**Text block:**

....................

Meet the Spies Doing the NSA's Dirty Work

This obscure FBI unit does the domestic surveillance that no other intelligence agency can touch.

With every fresh leak, the world learns more about the U.S. National Security Agency's massive and controversial surveillance apparatus. Lost in the commotion has been the story of the NSA's indispensable partner in its global spying operations: an obscure, clandestine unit of the Federal Bureau of Investigation that, even for a surveillance agency, keeps a low profile.

When the media and members of Congress say the NSA spies on Americans, what they really mean is that the FBI helps the NSA do it, providing a technical and legal infrastructure that permits the NSA, which by law collects foreign intelligence, to operate on U.S. soil. It's the FBI, a domestic U.S. law enforcement agency, that collects digital information from at least nine American technology companies as part of the NSA's Prism system. It was the FBI that petitioned the Foreign Intelligence Surveillance Court to order Verizon Business Network Services, one of the United States' biggest telecom carriers for corporations, to hand over the call records of millions of its customers to the NSA.

But the FBI is no mere errand boy for the United States' biggest intelligence agency. It carries out its own signals intelligence operations and is trying to collect huge amounts of email and Internet data from U.S. companies -- an operation that the NSA once conducted, was reprimanded for, and says it abandoned.

The heart of the FBI's signals intelligence activities is an obscure organization called the Data Intercept Technology Unit, or DITU (pronounced DEE-too). The handful of news articles that mentioned it prior to revelations of NSA surveillance this summer did so mostly in passing. It has barely been discussed in congressional testimony. An NSA PowerPoint presentation given to journalists by former NSA contractor Edward Snowden hints at DITU's pivotal role in the NSA's Prism system -- it appears as a nondescript box on a flowchart showing how the NSA "task[s]" information to be collected, which is then gathered and delivered by the DITU.

But interviews with current and former law enforcement officials, as well as technology industry representatives, reveal that the unit is the FBI's equivalent of the National Security Agency and the primary liaison between the spy agency and many of America's most important technology companies, including Google, Facebook, YouTube, and Apple.

The DITU is located in a sprawling compound at Marine Corps Base Quantico in Virginia, home of the FBI's training academy and the bureau's Operational Technology Division, which runs all the FBI's technical intelligence collection, processing, and reporting. Its motto: "Vigilance Through Technology." The DITU is responsible for intercepting telephone calls and emails of terrorists and foreign intelligence targets inside the United States. According to a senior Justice Department official, the NSA could not do its job without the DITU's help. The unit works closely with the "big three" U.S. telecommunications companies -- AT&T, Verizon, and Sprint -- to ensure its ability to intercept the telephone and Internet communications of its domestic targets, as well as the NSA's ability to intercept electronic communications transiting through the United States on fiber-optic cables.

For Prism, the DITU maintains the surveillance equipment that captures what the NSA wants from U.S. technology companies, including archived emails, chat-room sessions, social media posts, and Internet phone calls. The unit then transmits that information to the NSA, where it's routed into other parts of the agency for analysis and used in reports.

....................

**Job A:** In the article on the FBI's Data Intercept Technology Unit, what is the unit's motto?
**Job B:** Copy the article on the FBI's Data Intercept Technology Unit word for word, from "The DITU is located" up to and including "on fiber-optic cables.".

....................

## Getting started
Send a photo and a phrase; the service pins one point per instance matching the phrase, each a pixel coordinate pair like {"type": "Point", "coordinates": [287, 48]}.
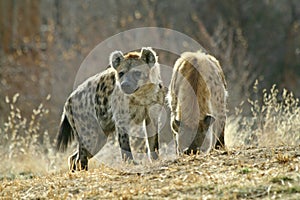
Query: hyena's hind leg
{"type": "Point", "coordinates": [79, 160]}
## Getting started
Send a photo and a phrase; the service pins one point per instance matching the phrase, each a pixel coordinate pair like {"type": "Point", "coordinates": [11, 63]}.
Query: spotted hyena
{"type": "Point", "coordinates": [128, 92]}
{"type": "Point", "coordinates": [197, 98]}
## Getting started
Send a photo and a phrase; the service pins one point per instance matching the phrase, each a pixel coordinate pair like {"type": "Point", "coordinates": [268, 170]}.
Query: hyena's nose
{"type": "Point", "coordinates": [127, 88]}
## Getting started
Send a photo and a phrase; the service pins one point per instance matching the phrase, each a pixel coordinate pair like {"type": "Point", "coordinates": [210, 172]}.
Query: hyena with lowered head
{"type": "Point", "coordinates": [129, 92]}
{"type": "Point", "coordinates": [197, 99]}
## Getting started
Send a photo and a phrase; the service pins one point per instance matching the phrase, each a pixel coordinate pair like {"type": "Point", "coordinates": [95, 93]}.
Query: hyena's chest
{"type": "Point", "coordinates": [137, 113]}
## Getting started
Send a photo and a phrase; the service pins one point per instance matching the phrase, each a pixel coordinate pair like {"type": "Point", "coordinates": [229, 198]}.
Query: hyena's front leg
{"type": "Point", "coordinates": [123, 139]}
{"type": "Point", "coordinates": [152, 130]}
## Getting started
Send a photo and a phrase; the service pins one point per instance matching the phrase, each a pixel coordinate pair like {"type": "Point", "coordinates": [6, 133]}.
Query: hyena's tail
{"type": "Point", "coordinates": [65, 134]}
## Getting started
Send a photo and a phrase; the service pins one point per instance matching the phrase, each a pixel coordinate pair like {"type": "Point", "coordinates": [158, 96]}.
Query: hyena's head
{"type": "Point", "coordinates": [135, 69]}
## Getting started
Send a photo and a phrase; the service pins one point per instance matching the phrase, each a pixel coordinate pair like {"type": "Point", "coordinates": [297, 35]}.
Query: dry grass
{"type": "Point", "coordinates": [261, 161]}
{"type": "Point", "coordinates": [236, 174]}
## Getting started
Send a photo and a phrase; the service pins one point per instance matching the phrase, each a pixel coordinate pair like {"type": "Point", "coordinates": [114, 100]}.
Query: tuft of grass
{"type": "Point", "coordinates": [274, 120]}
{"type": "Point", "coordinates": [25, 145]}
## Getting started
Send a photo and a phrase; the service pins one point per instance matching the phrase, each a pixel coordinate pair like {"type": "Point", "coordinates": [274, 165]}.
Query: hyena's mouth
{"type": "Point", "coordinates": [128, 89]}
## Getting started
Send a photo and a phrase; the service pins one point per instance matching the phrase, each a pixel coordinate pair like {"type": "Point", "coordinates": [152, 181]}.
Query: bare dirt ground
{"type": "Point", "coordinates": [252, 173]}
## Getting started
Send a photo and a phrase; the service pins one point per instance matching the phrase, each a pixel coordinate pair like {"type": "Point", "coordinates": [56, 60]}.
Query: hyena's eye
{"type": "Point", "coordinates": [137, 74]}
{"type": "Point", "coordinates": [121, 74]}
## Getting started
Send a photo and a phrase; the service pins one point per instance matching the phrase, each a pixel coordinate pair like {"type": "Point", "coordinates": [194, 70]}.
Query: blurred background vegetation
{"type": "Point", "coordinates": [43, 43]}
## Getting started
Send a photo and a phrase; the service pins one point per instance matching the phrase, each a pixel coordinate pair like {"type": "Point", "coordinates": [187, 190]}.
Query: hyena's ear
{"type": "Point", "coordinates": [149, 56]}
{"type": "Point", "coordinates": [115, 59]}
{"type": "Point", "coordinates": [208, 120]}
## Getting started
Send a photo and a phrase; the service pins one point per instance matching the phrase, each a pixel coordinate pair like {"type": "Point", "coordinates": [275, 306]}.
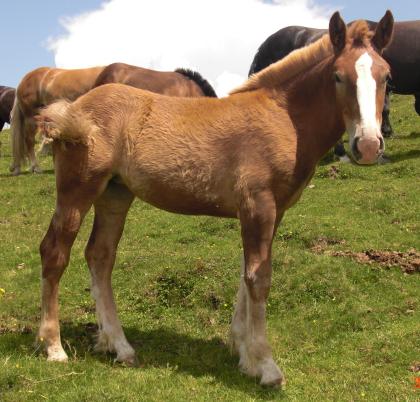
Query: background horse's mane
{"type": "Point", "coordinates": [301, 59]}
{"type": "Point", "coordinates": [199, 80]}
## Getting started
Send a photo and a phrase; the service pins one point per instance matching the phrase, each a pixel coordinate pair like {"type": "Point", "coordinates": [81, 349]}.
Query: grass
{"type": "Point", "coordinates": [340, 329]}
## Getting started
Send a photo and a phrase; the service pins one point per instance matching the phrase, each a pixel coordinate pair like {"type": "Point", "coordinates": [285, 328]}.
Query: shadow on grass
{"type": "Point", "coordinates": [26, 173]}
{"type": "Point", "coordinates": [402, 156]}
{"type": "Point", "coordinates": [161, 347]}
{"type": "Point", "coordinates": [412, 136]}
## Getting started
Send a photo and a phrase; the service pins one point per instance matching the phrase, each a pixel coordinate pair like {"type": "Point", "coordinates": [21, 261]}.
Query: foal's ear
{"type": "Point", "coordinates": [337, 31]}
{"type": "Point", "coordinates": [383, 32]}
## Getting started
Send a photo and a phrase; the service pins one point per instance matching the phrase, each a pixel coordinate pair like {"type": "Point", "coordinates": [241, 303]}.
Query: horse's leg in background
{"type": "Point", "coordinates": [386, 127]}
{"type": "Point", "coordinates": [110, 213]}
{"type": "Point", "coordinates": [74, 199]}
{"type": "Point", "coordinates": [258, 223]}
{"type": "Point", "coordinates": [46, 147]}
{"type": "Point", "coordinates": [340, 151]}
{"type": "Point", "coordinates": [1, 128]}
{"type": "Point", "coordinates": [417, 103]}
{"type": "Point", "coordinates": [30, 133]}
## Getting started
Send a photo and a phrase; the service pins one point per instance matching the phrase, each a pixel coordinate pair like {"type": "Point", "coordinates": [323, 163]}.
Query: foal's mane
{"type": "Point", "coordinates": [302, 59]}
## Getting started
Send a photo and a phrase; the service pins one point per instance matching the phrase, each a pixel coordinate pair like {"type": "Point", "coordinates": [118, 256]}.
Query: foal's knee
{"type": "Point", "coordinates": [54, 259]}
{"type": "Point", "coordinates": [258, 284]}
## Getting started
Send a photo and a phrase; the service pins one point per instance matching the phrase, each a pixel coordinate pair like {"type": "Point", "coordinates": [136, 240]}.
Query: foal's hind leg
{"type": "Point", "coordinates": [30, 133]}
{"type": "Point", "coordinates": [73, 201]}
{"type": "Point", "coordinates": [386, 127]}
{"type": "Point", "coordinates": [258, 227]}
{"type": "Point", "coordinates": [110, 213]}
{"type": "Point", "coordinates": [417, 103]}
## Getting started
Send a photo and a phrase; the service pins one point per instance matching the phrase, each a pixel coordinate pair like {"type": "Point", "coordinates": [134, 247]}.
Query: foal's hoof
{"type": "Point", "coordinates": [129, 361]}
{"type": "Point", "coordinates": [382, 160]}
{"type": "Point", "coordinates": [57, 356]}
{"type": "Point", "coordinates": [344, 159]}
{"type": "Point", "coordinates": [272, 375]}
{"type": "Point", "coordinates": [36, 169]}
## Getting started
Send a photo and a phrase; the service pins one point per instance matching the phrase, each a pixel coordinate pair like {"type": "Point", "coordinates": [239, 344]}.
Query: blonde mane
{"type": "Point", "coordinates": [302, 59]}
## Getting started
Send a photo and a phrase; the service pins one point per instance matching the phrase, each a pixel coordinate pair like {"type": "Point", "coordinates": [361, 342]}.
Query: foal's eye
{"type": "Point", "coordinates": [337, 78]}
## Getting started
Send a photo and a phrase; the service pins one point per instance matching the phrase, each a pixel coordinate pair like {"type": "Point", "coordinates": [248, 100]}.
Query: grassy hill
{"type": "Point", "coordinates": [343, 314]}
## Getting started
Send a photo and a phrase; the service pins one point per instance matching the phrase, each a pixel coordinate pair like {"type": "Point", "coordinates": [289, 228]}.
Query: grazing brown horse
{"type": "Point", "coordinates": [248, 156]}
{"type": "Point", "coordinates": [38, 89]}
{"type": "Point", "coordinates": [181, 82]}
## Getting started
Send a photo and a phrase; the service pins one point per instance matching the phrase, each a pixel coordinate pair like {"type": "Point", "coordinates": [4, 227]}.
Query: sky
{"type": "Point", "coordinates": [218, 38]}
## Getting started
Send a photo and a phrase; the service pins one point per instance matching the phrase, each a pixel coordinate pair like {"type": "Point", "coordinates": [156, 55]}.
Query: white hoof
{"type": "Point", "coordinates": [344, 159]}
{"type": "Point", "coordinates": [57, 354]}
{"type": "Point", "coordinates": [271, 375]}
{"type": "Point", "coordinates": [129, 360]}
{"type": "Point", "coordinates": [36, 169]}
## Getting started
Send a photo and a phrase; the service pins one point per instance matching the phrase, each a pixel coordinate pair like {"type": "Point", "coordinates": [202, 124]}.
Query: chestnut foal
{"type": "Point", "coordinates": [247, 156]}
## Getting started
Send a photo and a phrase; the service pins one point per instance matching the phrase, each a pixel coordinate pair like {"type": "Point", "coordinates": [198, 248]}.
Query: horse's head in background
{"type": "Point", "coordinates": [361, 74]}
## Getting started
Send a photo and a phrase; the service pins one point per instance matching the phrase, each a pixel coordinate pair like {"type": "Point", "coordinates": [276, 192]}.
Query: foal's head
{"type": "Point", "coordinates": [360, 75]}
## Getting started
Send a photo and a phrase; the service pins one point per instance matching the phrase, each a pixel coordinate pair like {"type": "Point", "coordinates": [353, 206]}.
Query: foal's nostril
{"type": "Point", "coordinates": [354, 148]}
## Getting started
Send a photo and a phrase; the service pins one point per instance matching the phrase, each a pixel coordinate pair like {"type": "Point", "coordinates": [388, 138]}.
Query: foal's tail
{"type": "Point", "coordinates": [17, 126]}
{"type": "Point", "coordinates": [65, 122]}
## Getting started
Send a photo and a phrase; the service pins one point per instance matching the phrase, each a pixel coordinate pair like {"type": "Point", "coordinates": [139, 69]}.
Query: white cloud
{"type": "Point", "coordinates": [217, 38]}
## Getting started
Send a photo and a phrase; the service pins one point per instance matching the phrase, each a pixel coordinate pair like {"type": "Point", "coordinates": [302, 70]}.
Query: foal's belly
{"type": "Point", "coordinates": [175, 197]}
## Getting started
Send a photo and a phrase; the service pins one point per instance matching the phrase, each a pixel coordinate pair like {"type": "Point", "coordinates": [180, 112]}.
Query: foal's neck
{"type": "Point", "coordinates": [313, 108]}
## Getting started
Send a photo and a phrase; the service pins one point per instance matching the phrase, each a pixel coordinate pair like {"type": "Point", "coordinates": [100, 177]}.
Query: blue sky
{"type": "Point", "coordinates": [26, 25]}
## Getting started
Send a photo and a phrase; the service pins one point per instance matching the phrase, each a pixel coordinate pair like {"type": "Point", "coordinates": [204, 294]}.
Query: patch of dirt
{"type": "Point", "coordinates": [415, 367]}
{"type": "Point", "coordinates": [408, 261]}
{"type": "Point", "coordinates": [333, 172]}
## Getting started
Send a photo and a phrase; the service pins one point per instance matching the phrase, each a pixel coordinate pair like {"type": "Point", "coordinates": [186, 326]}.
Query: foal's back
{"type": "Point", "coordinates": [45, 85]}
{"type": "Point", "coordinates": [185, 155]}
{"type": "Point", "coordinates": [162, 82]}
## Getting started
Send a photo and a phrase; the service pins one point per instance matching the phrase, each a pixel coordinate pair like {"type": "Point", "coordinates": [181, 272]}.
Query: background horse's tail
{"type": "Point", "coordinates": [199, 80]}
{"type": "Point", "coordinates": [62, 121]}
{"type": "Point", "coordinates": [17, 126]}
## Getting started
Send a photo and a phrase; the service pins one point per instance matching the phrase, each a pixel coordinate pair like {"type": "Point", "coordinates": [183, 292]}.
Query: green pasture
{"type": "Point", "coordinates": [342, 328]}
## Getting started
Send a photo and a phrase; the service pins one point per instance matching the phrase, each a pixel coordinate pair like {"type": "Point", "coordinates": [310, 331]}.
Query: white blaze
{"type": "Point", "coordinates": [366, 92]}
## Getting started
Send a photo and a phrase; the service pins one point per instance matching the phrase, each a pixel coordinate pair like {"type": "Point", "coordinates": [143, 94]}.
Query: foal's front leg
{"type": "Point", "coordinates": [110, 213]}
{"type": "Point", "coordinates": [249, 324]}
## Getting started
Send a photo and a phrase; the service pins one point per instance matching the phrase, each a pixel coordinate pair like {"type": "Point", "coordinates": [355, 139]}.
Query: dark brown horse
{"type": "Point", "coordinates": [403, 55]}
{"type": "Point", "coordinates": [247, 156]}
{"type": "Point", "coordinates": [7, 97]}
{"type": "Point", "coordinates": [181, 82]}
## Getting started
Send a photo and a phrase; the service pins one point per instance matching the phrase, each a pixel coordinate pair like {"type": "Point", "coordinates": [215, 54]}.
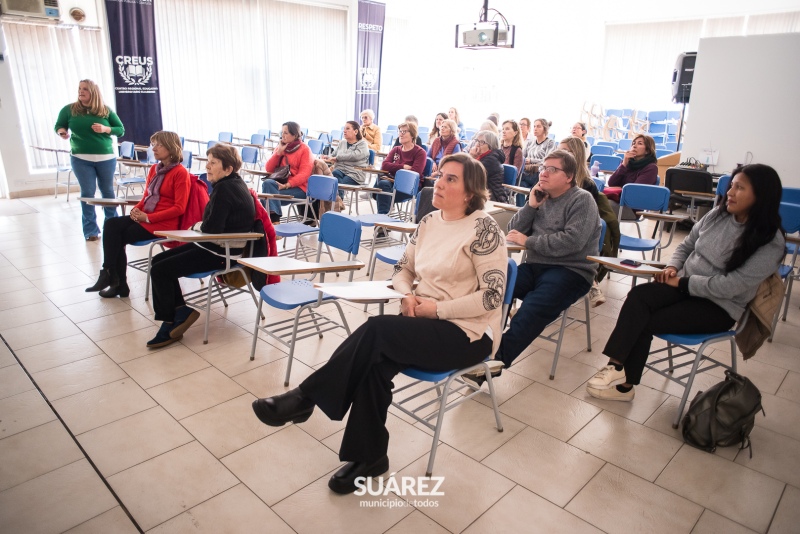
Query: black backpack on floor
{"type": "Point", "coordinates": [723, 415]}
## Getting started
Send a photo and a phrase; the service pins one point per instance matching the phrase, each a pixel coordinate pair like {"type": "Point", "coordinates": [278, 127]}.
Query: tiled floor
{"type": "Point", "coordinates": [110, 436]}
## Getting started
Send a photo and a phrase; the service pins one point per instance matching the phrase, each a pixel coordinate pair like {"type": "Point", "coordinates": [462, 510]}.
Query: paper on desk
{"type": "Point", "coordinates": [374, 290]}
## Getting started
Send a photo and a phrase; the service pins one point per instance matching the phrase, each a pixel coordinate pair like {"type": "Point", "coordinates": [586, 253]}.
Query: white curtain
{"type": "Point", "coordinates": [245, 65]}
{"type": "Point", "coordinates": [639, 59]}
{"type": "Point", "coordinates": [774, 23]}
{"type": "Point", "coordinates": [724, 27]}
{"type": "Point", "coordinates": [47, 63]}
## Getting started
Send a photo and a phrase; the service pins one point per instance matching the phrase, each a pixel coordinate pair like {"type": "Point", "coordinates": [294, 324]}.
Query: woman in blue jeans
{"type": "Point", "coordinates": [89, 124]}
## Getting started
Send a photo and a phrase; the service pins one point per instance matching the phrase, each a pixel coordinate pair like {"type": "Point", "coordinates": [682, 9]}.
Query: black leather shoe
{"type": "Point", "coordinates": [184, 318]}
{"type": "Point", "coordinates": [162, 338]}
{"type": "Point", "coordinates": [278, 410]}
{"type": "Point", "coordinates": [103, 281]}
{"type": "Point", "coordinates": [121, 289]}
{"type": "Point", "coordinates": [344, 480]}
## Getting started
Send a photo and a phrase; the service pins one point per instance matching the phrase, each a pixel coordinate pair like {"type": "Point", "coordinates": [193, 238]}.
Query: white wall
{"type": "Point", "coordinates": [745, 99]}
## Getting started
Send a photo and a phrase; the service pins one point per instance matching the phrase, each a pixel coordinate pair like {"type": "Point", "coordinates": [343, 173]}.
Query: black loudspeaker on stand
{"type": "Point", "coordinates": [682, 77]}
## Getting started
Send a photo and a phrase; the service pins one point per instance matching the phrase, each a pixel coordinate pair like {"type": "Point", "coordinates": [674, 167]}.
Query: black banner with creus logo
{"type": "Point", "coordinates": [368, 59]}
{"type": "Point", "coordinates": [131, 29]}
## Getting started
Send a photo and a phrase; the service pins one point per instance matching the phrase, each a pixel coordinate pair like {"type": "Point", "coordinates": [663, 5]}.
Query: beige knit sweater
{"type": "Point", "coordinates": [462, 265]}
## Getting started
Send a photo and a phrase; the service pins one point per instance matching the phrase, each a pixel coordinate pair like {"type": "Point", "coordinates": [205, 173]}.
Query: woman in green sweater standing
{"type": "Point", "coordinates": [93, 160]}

....................

**Final result A:** "Vigilance Through Technology."

**Final result B:**
The DITU is located in a sprawling compound at Marine Corps Base Quantico in Virginia, home of the FBI's training academy and the bureau's Operational Technology Division, which runs all the FBI's technical intelligence collection, processing, and reporting. Its motto: "Vigilance Through Technology." The DITU is responsible for intercepting telephone calls and emails of terrorists and foreign intelligence targets inside the United States. According to a senior Justice Department official, the NSA could not do its job without the DITU's help. The unit works closely with the "big three" U.S. telecommunications companies -- AT&T, Verizon, and Sprint -- to ensure its ability to intercept the telephone and Internet communications of its domestic targets, as well as the NSA's ability to intercept electronic communications transiting through the United States on fiber-optic cables.